# Exercise requirements
Count the lines of the data below that contain the string "head", with case significant, and give only the number.

# Provided material

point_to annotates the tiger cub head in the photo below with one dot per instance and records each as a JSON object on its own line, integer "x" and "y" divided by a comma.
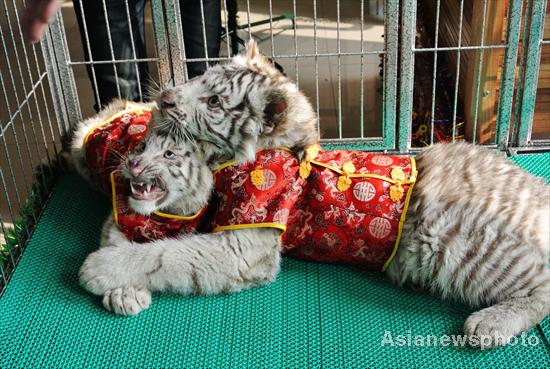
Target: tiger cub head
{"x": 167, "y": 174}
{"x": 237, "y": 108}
---
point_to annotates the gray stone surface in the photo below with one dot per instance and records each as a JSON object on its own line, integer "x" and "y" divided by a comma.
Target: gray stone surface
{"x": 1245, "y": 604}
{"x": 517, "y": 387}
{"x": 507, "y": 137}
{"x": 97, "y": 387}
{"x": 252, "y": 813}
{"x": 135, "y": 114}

# Result
2